◆ Extrait du document
────────────────────

M. Smith: Il est certainement juste de dire qu'il y a joué un rôle. Quant à savoir si nous aurions fait la même chose s'il n'avait pas été là...

Le président: C'était ma question suivante.

M. Smith: ...je n'ai pas hâte de répondre à cette question.

Le président: Très bien.

Enfin, hier, nous avons discuté avec des représentants de plusieurs sociétés privées qui nous ont décrit des partenariats relativement complexes qu'ils ont avec les localités dans lesquelles ils fonctionnent, et qui visent la formation, le développement rural et le développement économique. Votre société entretient-elle des relations très étroites du genre avec la collectivité et d'autres organisations?

M. Smith: Il me faudrait répondre que non. Nous sommes en train d'examiner certaines relations d'affaires, certains partenariats avec des entreprises communautaires ou certains entrepreneurs oeuvrant dans des domaines bien précis. De nos jours, les gens dans les localités du Nord s'attendent beaucoup à ce que les profits qui reviennent à une société privée comme la nôtre retournent dans la collectivité et soient partagés avec elle. Certains disent même qu'il faudrait qu'il y ait versement par la société de royalties communautaires ou autre chose du genre.

────────────────────

◆ Travail à faire
1. Dans l'extrait, relevez les domaines que visent les partenariats décrits par les représentants des sociétés privées.
2. Recopiez fidèlement, s'il vous plaît, le passage de l'extrait allant de « M. Smith: Il est » jusqu'à « à cette question. » inclus.

(Liste des données)
────────────────────

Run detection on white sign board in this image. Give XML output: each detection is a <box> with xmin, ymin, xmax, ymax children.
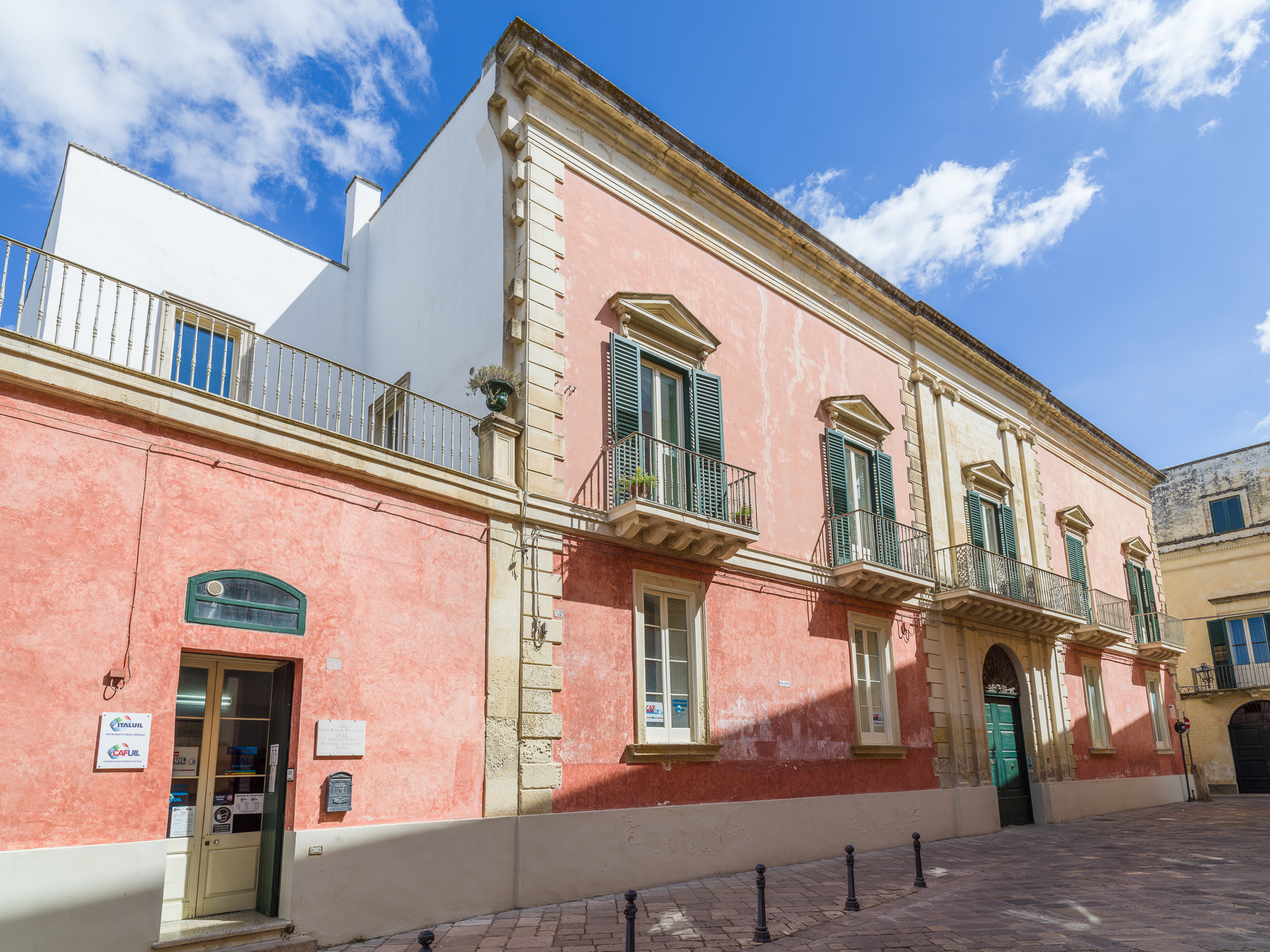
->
<box><xmin>315</xmin><ymin>721</ymin><xmax>366</xmax><ymax>756</ymax></box>
<box><xmin>97</xmin><ymin>711</ymin><xmax>150</xmax><ymax>770</ymax></box>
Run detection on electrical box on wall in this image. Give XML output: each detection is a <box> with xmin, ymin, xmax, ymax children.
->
<box><xmin>326</xmin><ymin>770</ymin><xmax>353</xmax><ymax>814</ymax></box>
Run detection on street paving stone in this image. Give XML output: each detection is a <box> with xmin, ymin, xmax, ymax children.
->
<box><xmin>330</xmin><ymin>796</ymin><xmax>1270</xmax><ymax>952</ymax></box>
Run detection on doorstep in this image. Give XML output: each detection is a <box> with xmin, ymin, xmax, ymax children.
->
<box><xmin>151</xmin><ymin>909</ymin><xmax>318</xmax><ymax>952</ymax></box>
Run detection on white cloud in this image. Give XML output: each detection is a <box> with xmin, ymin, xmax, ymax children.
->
<box><xmin>0</xmin><ymin>0</ymin><xmax>429</xmax><ymax>214</ymax></box>
<box><xmin>775</xmin><ymin>150</ymin><xmax>1103</xmax><ymax>288</ymax></box>
<box><xmin>1257</xmin><ymin>311</ymin><xmax>1270</xmax><ymax>354</ymax></box>
<box><xmin>1023</xmin><ymin>0</ymin><xmax>1270</xmax><ymax>113</ymax></box>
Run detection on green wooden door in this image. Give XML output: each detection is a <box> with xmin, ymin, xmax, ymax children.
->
<box><xmin>984</xmin><ymin>694</ymin><xmax>1033</xmax><ymax>826</ymax></box>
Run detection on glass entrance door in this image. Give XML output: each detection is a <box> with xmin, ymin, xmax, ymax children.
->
<box><xmin>163</xmin><ymin>655</ymin><xmax>279</xmax><ymax>919</ymax></box>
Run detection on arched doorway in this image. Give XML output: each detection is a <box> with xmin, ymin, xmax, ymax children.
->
<box><xmin>1230</xmin><ymin>701</ymin><xmax>1270</xmax><ymax>793</ymax></box>
<box><xmin>983</xmin><ymin>645</ymin><xmax>1033</xmax><ymax>826</ymax></box>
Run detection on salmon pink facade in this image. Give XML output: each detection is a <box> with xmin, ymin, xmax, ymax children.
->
<box><xmin>0</xmin><ymin>20</ymin><xmax>1187</xmax><ymax>952</ymax></box>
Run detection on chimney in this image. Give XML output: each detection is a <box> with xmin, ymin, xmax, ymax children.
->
<box><xmin>343</xmin><ymin>175</ymin><xmax>384</xmax><ymax>266</ymax></box>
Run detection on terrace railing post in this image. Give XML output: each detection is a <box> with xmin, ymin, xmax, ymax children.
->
<box><xmin>842</xmin><ymin>846</ymin><xmax>860</xmax><ymax>912</ymax></box>
<box><xmin>913</xmin><ymin>833</ymin><xmax>926</xmax><ymax>889</ymax></box>
<box><xmin>622</xmin><ymin>890</ymin><xmax>639</xmax><ymax>952</ymax></box>
<box><xmin>754</xmin><ymin>863</ymin><xmax>772</xmax><ymax>942</ymax></box>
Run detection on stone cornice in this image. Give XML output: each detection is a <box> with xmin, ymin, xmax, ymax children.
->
<box><xmin>491</xmin><ymin>19</ymin><xmax>1164</xmax><ymax>485</ymax></box>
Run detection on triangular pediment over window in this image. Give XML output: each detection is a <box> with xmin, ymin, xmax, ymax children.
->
<box><xmin>609</xmin><ymin>291</ymin><xmax>719</xmax><ymax>366</ymax></box>
<box><xmin>1120</xmin><ymin>536</ymin><xmax>1151</xmax><ymax>563</ymax></box>
<box><xmin>961</xmin><ymin>459</ymin><xmax>1015</xmax><ymax>496</ymax></box>
<box><xmin>820</xmin><ymin>393</ymin><xmax>896</xmax><ymax>447</ymax></box>
<box><xmin>1056</xmin><ymin>505</ymin><xmax>1093</xmax><ymax>533</ymax></box>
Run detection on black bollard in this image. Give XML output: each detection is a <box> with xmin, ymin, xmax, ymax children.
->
<box><xmin>913</xmin><ymin>833</ymin><xmax>926</xmax><ymax>889</ymax></box>
<box><xmin>754</xmin><ymin>863</ymin><xmax>772</xmax><ymax>942</ymax></box>
<box><xmin>622</xmin><ymin>890</ymin><xmax>639</xmax><ymax>952</ymax></box>
<box><xmin>842</xmin><ymin>847</ymin><xmax>860</xmax><ymax>912</ymax></box>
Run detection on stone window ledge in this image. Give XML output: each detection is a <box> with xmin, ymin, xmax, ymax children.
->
<box><xmin>625</xmin><ymin>744</ymin><xmax>722</xmax><ymax>764</ymax></box>
<box><xmin>851</xmin><ymin>744</ymin><xmax>908</xmax><ymax>760</ymax></box>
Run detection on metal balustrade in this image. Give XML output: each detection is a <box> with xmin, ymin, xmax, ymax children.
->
<box><xmin>826</xmin><ymin>509</ymin><xmax>935</xmax><ymax>579</ymax></box>
<box><xmin>1133</xmin><ymin>612</ymin><xmax>1186</xmax><ymax>651</ymax></box>
<box><xmin>1181</xmin><ymin>661</ymin><xmax>1270</xmax><ymax>697</ymax></box>
<box><xmin>1086</xmin><ymin>589</ymin><xmax>1133</xmax><ymax>635</ymax></box>
<box><xmin>605</xmin><ymin>433</ymin><xmax>758</xmax><ymax>530</ymax></box>
<box><xmin>935</xmin><ymin>543</ymin><xmax>1087</xmax><ymax>618</ymax></box>
<box><xmin>0</xmin><ymin>236</ymin><xmax>479</xmax><ymax>475</ymax></box>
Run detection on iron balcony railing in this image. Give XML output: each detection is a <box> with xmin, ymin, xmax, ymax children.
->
<box><xmin>826</xmin><ymin>509</ymin><xmax>935</xmax><ymax>579</ymax></box>
<box><xmin>0</xmin><ymin>236</ymin><xmax>479</xmax><ymax>475</ymax></box>
<box><xmin>1181</xmin><ymin>661</ymin><xmax>1270</xmax><ymax>695</ymax></box>
<box><xmin>935</xmin><ymin>543</ymin><xmax>1086</xmax><ymax>618</ymax></box>
<box><xmin>1086</xmin><ymin>589</ymin><xmax>1133</xmax><ymax>635</ymax></box>
<box><xmin>605</xmin><ymin>433</ymin><xmax>758</xmax><ymax>530</ymax></box>
<box><xmin>1133</xmin><ymin>612</ymin><xmax>1186</xmax><ymax>651</ymax></box>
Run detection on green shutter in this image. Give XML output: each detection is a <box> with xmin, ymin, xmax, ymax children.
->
<box><xmin>997</xmin><ymin>505</ymin><xmax>1019</xmax><ymax>561</ymax></box>
<box><xmin>872</xmin><ymin>450</ymin><xmax>896</xmax><ymax>519</ymax></box>
<box><xmin>609</xmin><ymin>334</ymin><xmax>639</xmax><ymax>443</ymax></box>
<box><xmin>965</xmin><ymin>490</ymin><xmax>987</xmax><ymax>548</ymax></box>
<box><xmin>1067</xmin><ymin>536</ymin><xmax>1093</xmax><ymax>622</ymax></box>
<box><xmin>824</xmin><ymin>429</ymin><xmax>851</xmax><ymax>566</ymax></box>
<box><xmin>691</xmin><ymin>371</ymin><xmax>724</xmax><ymax>461</ymax></box>
<box><xmin>689</xmin><ymin>371</ymin><xmax>728</xmax><ymax>519</ymax></box>
<box><xmin>872</xmin><ymin>450</ymin><xmax>900</xmax><ymax>569</ymax></box>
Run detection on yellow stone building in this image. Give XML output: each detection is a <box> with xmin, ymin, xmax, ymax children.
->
<box><xmin>1151</xmin><ymin>443</ymin><xmax>1270</xmax><ymax>793</ymax></box>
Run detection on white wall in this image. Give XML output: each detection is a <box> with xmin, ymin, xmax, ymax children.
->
<box><xmin>349</xmin><ymin>70</ymin><xmax>507</xmax><ymax>416</ymax></box>
<box><xmin>46</xmin><ymin>146</ymin><xmax>360</xmax><ymax>366</ymax></box>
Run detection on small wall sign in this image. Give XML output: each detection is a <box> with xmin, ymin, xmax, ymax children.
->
<box><xmin>315</xmin><ymin>721</ymin><xmax>366</xmax><ymax>756</ymax></box>
<box><xmin>97</xmin><ymin>711</ymin><xmax>150</xmax><ymax>770</ymax></box>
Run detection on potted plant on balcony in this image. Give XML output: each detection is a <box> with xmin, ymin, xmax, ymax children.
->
<box><xmin>617</xmin><ymin>466</ymin><xmax>657</xmax><ymax>499</ymax></box>
<box><xmin>468</xmin><ymin>363</ymin><xmax>525</xmax><ymax>414</ymax></box>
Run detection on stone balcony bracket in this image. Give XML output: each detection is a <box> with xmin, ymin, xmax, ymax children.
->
<box><xmin>833</xmin><ymin>559</ymin><xmax>935</xmax><ymax>603</ymax></box>
<box><xmin>933</xmin><ymin>588</ymin><xmax>1086</xmax><ymax>637</ymax></box>
<box><xmin>607</xmin><ymin>499</ymin><xmax>758</xmax><ymax>561</ymax></box>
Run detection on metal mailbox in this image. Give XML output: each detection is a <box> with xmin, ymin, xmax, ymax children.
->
<box><xmin>326</xmin><ymin>770</ymin><xmax>353</xmax><ymax>814</ymax></box>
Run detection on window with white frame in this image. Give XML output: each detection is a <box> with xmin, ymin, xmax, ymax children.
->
<box><xmin>635</xmin><ymin>573</ymin><xmax>706</xmax><ymax>744</ymax></box>
<box><xmin>1147</xmin><ymin>674</ymin><xmax>1172</xmax><ymax>748</ymax></box>
<box><xmin>1085</xmin><ymin>664</ymin><xmax>1111</xmax><ymax>748</ymax></box>
<box><xmin>851</xmin><ymin>615</ymin><xmax>899</xmax><ymax>744</ymax></box>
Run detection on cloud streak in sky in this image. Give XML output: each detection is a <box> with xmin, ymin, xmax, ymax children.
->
<box><xmin>1023</xmin><ymin>0</ymin><xmax>1270</xmax><ymax>114</ymax></box>
<box><xmin>775</xmin><ymin>150</ymin><xmax>1103</xmax><ymax>288</ymax></box>
<box><xmin>0</xmin><ymin>0</ymin><xmax>429</xmax><ymax>214</ymax></box>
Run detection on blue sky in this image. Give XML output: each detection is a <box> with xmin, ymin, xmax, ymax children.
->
<box><xmin>0</xmin><ymin>0</ymin><xmax>1270</xmax><ymax>466</ymax></box>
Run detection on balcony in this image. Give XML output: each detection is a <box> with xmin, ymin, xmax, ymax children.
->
<box><xmin>602</xmin><ymin>433</ymin><xmax>758</xmax><ymax>560</ymax></box>
<box><xmin>826</xmin><ymin>509</ymin><xmax>935</xmax><ymax>602</ymax></box>
<box><xmin>935</xmin><ymin>545</ymin><xmax>1088</xmax><ymax>636</ymax></box>
<box><xmin>1072</xmin><ymin>589</ymin><xmax>1133</xmax><ymax>649</ymax></box>
<box><xmin>0</xmin><ymin>236</ymin><xmax>480</xmax><ymax>476</ymax></box>
<box><xmin>1180</xmin><ymin>661</ymin><xmax>1270</xmax><ymax>697</ymax></box>
<box><xmin>1133</xmin><ymin>612</ymin><xmax>1186</xmax><ymax>661</ymax></box>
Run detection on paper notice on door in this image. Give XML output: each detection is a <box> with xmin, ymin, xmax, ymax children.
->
<box><xmin>171</xmin><ymin>748</ymin><xmax>198</xmax><ymax>777</ymax></box>
<box><xmin>230</xmin><ymin>793</ymin><xmax>264</xmax><ymax>814</ymax></box>
<box><xmin>167</xmin><ymin>806</ymin><xmax>194</xmax><ymax>836</ymax></box>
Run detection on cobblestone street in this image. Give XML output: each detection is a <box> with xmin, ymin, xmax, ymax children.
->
<box><xmin>333</xmin><ymin>797</ymin><xmax>1270</xmax><ymax>952</ymax></box>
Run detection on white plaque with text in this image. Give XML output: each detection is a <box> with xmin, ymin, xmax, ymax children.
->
<box><xmin>316</xmin><ymin>721</ymin><xmax>366</xmax><ymax>756</ymax></box>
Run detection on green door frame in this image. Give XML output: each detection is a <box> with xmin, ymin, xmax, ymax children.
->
<box><xmin>255</xmin><ymin>661</ymin><xmax>296</xmax><ymax>916</ymax></box>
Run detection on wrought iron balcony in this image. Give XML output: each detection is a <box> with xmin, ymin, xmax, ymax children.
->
<box><xmin>1072</xmin><ymin>589</ymin><xmax>1133</xmax><ymax>647</ymax></box>
<box><xmin>826</xmin><ymin>509</ymin><xmax>935</xmax><ymax>602</ymax></box>
<box><xmin>1181</xmin><ymin>661</ymin><xmax>1270</xmax><ymax>697</ymax></box>
<box><xmin>0</xmin><ymin>236</ymin><xmax>479</xmax><ymax>475</ymax></box>
<box><xmin>1133</xmin><ymin>612</ymin><xmax>1186</xmax><ymax>661</ymax></box>
<box><xmin>603</xmin><ymin>433</ymin><xmax>758</xmax><ymax>559</ymax></box>
<box><xmin>603</xmin><ymin>433</ymin><xmax>758</xmax><ymax>559</ymax></box>
<box><xmin>935</xmin><ymin>545</ymin><xmax>1088</xmax><ymax>635</ymax></box>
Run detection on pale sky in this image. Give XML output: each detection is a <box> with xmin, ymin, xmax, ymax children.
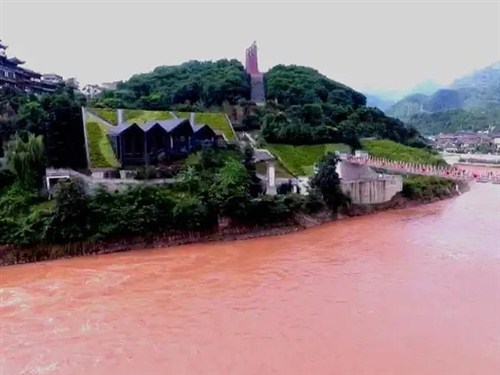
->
<box><xmin>0</xmin><ymin>0</ymin><xmax>500</xmax><ymax>90</ymax></box>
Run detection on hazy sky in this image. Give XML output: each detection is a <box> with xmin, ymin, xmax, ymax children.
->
<box><xmin>0</xmin><ymin>0</ymin><xmax>500</xmax><ymax>90</ymax></box>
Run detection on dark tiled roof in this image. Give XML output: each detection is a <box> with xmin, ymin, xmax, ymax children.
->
<box><xmin>141</xmin><ymin>118</ymin><xmax>189</xmax><ymax>132</ymax></box>
<box><xmin>108</xmin><ymin>119</ymin><xmax>190</xmax><ymax>135</ymax></box>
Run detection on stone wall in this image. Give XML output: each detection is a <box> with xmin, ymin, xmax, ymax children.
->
<box><xmin>341</xmin><ymin>176</ymin><xmax>403</xmax><ymax>204</ymax></box>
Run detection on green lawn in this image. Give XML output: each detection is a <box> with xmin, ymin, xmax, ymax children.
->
<box><xmin>255</xmin><ymin>162</ymin><xmax>293</xmax><ymax>178</ymax></box>
<box><xmin>88</xmin><ymin>108</ymin><xmax>118</xmax><ymax>125</ymax></box>
<box><xmin>87</xmin><ymin>121</ymin><xmax>120</xmax><ymax>168</ymax></box>
<box><xmin>264</xmin><ymin>143</ymin><xmax>349</xmax><ymax>176</ymax></box>
<box><xmin>361</xmin><ymin>139</ymin><xmax>446</xmax><ymax>165</ymax></box>
<box><xmin>194</xmin><ymin>112</ymin><xmax>236</xmax><ymax>141</ymax></box>
<box><xmin>123</xmin><ymin>109</ymin><xmax>173</xmax><ymax>124</ymax></box>
<box><xmin>174</xmin><ymin>112</ymin><xmax>190</xmax><ymax>118</ymax></box>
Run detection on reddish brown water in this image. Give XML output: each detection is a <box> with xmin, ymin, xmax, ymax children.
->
<box><xmin>0</xmin><ymin>184</ymin><xmax>500</xmax><ymax>375</ymax></box>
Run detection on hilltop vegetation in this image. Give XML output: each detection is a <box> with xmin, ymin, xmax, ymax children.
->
<box><xmin>261</xmin><ymin>65</ymin><xmax>422</xmax><ymax>148</ymax></box>
<box><xmin>387</xmin><ymin>63</ymin><xmax>500</xmax><ymax>134</ymax></box>
<box><xmin>86</xmin><ymin>121</ymin><xmax>120</xmax><ymax>168</ymax></box>
<box><xmin>94</xmin><ymin>60</ymin><xmax>250</xmax><ymax>110</ymax></box>
<box><xmin>266</xmin><ymin>143</ymin><xmax>349</xmax><ymax>176</ymax></box>
<box><xmin>408</xmin><ymin>105</ymin><xmax>500</xmax><ymax>135</ymax></box>
<box><xmin>0</xmin><ymin>87</ymin><xmax>87</xmax><ymax>169</ymax></box>
<box><xmin>123</xmin><ymin>109</ymin><xmax>173</xmax><ymax>124</ymax></box>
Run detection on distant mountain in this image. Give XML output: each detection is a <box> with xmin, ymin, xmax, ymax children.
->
<box><xmin>364</xmin><ymin>80</ymin><xmax>442</xmax><ymax>104</ymax></box>
<box><xmin>386</xmin><ymin>62</ymin><xmax>500</xmax><ymax>134</ymax></box>
<box><xmin>410</xmin><ymin>80</ymin><xmax>443</xmax><ymax>95</ymax></box>
<box><xmin>365</xmin><ymin>94</ymin><xmax>395</xmax><ymax>111</ymax></box>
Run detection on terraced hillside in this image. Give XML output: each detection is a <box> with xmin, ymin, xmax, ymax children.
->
<box><xmin>265</xmin><ymin>143</ymin><xmax>349</xmax><ymax>176</ymax></box>
<box><xmin>175</xmin><ymin>112</ymin><xmax>236</xmax><ymax>141</ymax></box>
<box><xmin>123</xmin><ymin>109</ymin><xmax>174</xmax><ymax>124</ymax></box>
<box><xmin>86</xmin><ymin>120</ymin><xmax>120</xmax><ymax>168</ymax></box>
<box><xmin>82</xmin><ymin>108</ymin><xmax>236</xmax><ymax>168</ymax></box>
<box><xmin>194</xmin><ymin>112</ymin><xmax>236</xmax><ymax>141</ymax></box>
<box><xmin>87</xmin><ymin>108</ymin><xmax>118</xmax><ymax>125</ymax></box>
<box><xmin>361</xmin><ymin>139</ymin><xmax>446</xmax><ymax>165</ymax></box>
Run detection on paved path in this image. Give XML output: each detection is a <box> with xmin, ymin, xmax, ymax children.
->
<box><xmin>347</xmin><ymin>156</ymin><xmax>500</xmax><ymax>183</ymax></box>
<box><xmin>86</xmin><ymin>111</ymin><xmax>115</xmax><ymax>129</ymax></box>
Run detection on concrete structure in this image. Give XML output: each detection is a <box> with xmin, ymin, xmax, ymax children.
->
<box><xmin>0</xmin><ymin>40</ymin><xmax>62</xmax><ymax>94</ymax></box>
<box><xmin>337</xmin><ymin>159</ymin><xmax>403</xmax><ymax>204</ymax></box>
<box><xmin>348</xmin><ymin>156</ymin><xmax>500</xmax><ymax>183</ymax></box>
<box><xmin>254</xmin><ymin>149</ymin><xmax>277</xmax><ymax>195</ymax></box>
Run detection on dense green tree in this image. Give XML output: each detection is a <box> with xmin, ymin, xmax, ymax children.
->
<box><xmin>93</xmin><ymin>60</ymin><xmax>250</xmax><ymax>109</ymax></box>
<box><xmin>311</xmin><ymin>153</ymin><xmax>347</xmax><ymax>211</ymax></box>
<box><xmin>5</xmin><ymin>133</ymin><xmax>45</xmax><ymax>190</ymax></box>
<box><xmin>47</xmin><ymin>180</ymin><xmax>90</xmax><ymax>243</ymax></box>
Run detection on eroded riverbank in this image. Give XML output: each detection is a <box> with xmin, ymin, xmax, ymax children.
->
<box><xmin>0</xmin><ymin>182</ymin><xmax>469</xmax><ymax>267</ymax></box>
<box><xmin>0</xmin><ymin>184</ymin><xmax>500</xmax><ymax>375</ymax></box>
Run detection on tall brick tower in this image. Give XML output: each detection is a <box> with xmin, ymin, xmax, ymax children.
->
<box><xmin>245</xmin><ymin>42</ymin><xmax>259</xmax><ymax>75</ymax></box>
<box><xmin>245</xmin><ymin>42</ymin><xmax>266</xmax><ymax>105</ymax></box>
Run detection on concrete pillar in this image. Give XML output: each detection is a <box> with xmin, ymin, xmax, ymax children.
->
<box><xmin>335</xmin><ymin>160</ymin><xmax>343</xmax><ymax>179</ymax></box>
<box><xmin>266</xmin><ymin>161</ymin><xmax>276</xmax><ymax>195</ymax></box>
<box><xmin>116</xmin><ymin>109</ymin><xmax>124</xmax><ymax>124</ymax></box>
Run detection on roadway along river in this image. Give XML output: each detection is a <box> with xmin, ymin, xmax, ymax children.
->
<box><xmin>0</xmin><ymin>184</ymin><xmax>500</xmax><ymax>375</ymax></box>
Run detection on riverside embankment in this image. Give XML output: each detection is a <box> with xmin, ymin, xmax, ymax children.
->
<box><xmin>0</xmin><ymin>184</ymin><xmax>500</xmax><ymax>375</ymax></box>
<box><xmin>0</xmin><ymin>180</ymin><xmax>469</xmax><ymax>266</ymax></box>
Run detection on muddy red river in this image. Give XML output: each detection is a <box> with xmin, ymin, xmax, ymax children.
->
<box><xmin>0</xmin><ymin>184</ymin><xmax>500</xmax><ymax>375</ymax></box>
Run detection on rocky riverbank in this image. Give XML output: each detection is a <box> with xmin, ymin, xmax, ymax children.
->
<box><xmin>0</xmin><ymin>182</ymin><xmax>468</xmax><ymax>266</ymax></box>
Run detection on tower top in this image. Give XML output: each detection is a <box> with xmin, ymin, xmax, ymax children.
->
<box><xmin>245</xmin><ymin>41</ymin><xmax>259</xmax><ymax>75</ymax></box>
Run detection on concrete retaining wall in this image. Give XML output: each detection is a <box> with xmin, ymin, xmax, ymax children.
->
<box><xmin>341</xmin><ymin>176</ymin><xmax>403</xmax><ymax>204</ymax></box>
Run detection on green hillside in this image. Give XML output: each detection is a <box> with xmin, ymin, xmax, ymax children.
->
<box><xmin>86</xmin><ymin>121</ymin><xmax>120</xmax><ymax>168</ymax></box>
<box><xmin>91</xmin><ymin>60</ymin><xmax>250</xmax><ymax>110</ymax></box>
<box><xmin>265</xmin><ymin>143</ymin><xmax>349</xmax><ymax>176</ymax></box>
<box><xmin>194</xmin><ymin>112</ymin><xmax>236</xmax><ymax>141</ymax></box>
<box><xmin>386</xmin><ymin>62</ymin><xmax>500</xmax><ymax>134</ymax></box>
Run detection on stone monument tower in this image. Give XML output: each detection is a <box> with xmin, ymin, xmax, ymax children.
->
<box><xmin>245</xmin><ymin>42</ymin><xmax>266</xmax><ymax>105</ymax></box>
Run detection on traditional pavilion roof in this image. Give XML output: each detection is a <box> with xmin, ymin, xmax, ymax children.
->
<box><xmin>7</xmin><ymin>57</ymin><xmax>25</xmax><ymax>65</ymax></box>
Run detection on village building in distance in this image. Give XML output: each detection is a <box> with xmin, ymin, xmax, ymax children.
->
<box><xmin>433</xmin><ymin>130</ymin><xmax>500</xmax><ymax>153</ymax></box>
<box><xmin>108</xmin><ymin>119</ymin><xmax>216</xmax><ymax>167</ymax></box>
<box><xmin>0</xmin><ymin>40</ymin><xmax>64</xmax><ymax>94</ymax></box>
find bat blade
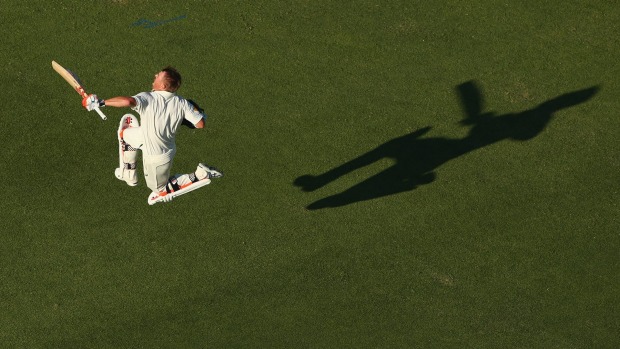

────────────────────

◆ Réponses
1. la formation, le développement rural, le développement économique

2.
M. Smith: Il est certainement juste de dire qu'il y a joué un rôle. Quant à savoir si nous aurions fait la même chose s'il n'avait pas été là...

Le président: C'était ma question suivante.

M. Smith: ...je n'ai pas hâte de répondre à cette question.